=== TO BE DONE ===
Can you convert the listing below, from the line with "Each instance of the dirt road" up to and including the line with "[(409, 791)]", into a two-column CSV headed instruction and dots, with one row per instruction and its dots beside it? Put each field in double quotes and turn any line breaks into spaces.

•••

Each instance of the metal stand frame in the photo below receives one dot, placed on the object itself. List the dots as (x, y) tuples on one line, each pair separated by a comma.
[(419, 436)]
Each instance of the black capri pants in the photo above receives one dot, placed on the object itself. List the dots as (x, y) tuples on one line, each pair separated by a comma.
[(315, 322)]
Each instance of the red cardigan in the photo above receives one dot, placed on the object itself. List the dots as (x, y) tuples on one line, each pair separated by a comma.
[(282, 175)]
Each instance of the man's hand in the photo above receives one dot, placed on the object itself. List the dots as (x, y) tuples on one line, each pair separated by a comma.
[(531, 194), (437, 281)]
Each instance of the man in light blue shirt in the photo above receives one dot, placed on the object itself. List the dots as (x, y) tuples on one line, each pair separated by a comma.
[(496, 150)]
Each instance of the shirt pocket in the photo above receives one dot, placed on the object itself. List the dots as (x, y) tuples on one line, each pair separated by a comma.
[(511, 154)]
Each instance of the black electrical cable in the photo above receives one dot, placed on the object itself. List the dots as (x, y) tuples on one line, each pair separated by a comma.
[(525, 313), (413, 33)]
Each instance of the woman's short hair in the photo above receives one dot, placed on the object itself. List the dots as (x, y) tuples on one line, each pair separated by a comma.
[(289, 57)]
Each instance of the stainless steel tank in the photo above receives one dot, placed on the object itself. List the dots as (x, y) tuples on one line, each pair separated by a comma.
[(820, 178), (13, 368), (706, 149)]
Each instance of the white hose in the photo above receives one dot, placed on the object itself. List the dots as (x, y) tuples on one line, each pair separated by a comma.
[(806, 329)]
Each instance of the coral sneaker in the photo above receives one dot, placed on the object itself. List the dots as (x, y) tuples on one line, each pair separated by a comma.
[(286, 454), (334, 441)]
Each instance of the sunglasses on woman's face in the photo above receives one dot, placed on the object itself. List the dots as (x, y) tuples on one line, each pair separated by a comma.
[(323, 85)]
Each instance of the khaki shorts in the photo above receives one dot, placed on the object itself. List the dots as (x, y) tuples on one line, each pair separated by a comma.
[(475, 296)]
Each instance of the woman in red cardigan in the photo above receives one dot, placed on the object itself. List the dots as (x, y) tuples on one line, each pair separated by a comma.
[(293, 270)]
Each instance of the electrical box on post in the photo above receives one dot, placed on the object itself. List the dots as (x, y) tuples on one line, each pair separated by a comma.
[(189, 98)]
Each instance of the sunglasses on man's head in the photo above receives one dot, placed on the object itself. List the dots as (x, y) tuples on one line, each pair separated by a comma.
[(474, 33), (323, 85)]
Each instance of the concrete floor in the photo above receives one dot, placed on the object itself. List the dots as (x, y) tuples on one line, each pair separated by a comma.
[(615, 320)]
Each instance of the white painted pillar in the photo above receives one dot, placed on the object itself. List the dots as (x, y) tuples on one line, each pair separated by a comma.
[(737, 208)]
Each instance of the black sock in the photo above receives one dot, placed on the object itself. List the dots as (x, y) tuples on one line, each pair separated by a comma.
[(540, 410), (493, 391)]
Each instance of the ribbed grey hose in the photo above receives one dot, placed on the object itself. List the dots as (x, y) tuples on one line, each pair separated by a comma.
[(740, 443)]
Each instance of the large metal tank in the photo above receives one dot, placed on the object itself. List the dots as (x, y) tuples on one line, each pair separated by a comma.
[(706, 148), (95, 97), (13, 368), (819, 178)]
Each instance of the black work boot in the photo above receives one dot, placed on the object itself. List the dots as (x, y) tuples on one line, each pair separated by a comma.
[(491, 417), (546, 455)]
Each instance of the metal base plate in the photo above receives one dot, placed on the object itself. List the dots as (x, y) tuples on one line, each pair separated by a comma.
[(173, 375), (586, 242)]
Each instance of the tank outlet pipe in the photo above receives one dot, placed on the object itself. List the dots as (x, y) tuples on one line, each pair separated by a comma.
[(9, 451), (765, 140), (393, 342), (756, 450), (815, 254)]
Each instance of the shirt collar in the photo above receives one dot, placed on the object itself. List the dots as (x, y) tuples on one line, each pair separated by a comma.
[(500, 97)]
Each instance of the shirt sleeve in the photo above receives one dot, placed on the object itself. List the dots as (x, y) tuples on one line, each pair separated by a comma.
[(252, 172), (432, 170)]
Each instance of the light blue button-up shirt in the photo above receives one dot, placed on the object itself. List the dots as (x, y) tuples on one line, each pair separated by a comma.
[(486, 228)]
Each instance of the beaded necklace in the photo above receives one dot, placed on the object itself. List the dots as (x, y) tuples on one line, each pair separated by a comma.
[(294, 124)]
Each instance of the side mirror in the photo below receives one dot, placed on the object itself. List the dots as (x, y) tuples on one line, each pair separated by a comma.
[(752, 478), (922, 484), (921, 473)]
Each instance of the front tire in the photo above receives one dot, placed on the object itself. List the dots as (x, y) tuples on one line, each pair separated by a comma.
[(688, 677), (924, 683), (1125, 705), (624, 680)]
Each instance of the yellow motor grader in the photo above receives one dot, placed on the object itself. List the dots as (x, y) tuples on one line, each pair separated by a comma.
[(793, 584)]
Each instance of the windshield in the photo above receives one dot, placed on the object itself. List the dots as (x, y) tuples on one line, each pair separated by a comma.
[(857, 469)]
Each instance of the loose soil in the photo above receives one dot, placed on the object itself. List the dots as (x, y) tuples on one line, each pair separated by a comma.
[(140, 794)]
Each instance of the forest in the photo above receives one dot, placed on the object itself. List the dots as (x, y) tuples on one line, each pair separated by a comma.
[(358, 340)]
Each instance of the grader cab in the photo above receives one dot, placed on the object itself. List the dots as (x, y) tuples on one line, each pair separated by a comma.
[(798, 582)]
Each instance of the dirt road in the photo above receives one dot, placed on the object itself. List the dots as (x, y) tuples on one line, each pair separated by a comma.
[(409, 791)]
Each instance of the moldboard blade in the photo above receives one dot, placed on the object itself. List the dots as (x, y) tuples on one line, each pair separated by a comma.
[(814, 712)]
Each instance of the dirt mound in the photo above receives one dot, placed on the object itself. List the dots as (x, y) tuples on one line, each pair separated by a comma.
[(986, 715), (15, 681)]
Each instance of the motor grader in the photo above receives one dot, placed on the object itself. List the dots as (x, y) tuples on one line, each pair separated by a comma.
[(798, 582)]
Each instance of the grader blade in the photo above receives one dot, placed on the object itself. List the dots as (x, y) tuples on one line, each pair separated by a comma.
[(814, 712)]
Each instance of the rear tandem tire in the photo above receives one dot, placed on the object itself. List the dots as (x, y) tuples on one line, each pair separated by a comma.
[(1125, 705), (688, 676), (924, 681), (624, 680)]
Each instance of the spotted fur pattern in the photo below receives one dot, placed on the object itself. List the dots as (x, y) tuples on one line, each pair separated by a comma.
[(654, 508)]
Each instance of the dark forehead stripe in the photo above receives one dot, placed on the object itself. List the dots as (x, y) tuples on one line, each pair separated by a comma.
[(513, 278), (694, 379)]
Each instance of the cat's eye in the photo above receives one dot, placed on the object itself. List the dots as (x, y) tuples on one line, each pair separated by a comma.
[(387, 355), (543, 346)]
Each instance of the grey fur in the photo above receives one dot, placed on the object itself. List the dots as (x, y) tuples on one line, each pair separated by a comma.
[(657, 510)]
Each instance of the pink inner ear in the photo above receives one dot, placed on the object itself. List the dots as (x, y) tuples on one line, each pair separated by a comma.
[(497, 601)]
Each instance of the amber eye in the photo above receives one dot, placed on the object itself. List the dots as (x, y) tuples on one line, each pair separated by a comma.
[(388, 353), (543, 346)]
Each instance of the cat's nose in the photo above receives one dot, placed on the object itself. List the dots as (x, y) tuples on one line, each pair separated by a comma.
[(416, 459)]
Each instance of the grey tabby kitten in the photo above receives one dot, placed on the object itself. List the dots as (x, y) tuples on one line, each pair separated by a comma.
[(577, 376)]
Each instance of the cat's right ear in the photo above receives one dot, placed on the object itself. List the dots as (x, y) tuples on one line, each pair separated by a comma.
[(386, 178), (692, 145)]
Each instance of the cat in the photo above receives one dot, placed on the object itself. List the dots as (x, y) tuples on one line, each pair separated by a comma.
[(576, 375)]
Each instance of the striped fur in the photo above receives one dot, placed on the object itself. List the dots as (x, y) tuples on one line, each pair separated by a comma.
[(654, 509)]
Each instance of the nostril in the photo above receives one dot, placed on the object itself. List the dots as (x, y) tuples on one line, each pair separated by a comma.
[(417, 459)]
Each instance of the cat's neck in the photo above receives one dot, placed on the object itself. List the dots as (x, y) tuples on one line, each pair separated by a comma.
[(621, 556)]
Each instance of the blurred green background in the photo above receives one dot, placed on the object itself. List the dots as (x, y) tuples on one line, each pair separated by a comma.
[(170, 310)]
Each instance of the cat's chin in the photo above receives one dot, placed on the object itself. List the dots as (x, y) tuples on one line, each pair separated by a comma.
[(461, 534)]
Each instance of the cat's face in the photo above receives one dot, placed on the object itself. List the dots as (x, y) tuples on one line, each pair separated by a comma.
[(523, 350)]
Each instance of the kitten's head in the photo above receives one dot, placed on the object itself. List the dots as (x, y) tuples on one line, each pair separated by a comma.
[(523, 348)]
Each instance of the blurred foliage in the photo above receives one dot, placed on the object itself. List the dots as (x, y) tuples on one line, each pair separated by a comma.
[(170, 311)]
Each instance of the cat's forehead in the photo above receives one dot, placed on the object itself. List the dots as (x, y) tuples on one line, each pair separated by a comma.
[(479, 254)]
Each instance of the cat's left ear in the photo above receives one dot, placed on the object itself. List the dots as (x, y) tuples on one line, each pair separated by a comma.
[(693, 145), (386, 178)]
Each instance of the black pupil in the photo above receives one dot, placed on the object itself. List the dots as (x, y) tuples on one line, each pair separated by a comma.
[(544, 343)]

•••

=== RESULT FOR THIS EXERCISE ===
instruction,dots
"Each instance of the dirt road in the photo above receives one dot, placed on the object itself. List the dots as (x, y) tuples on one line, each pair separated by a comma.","[(409, 791)]"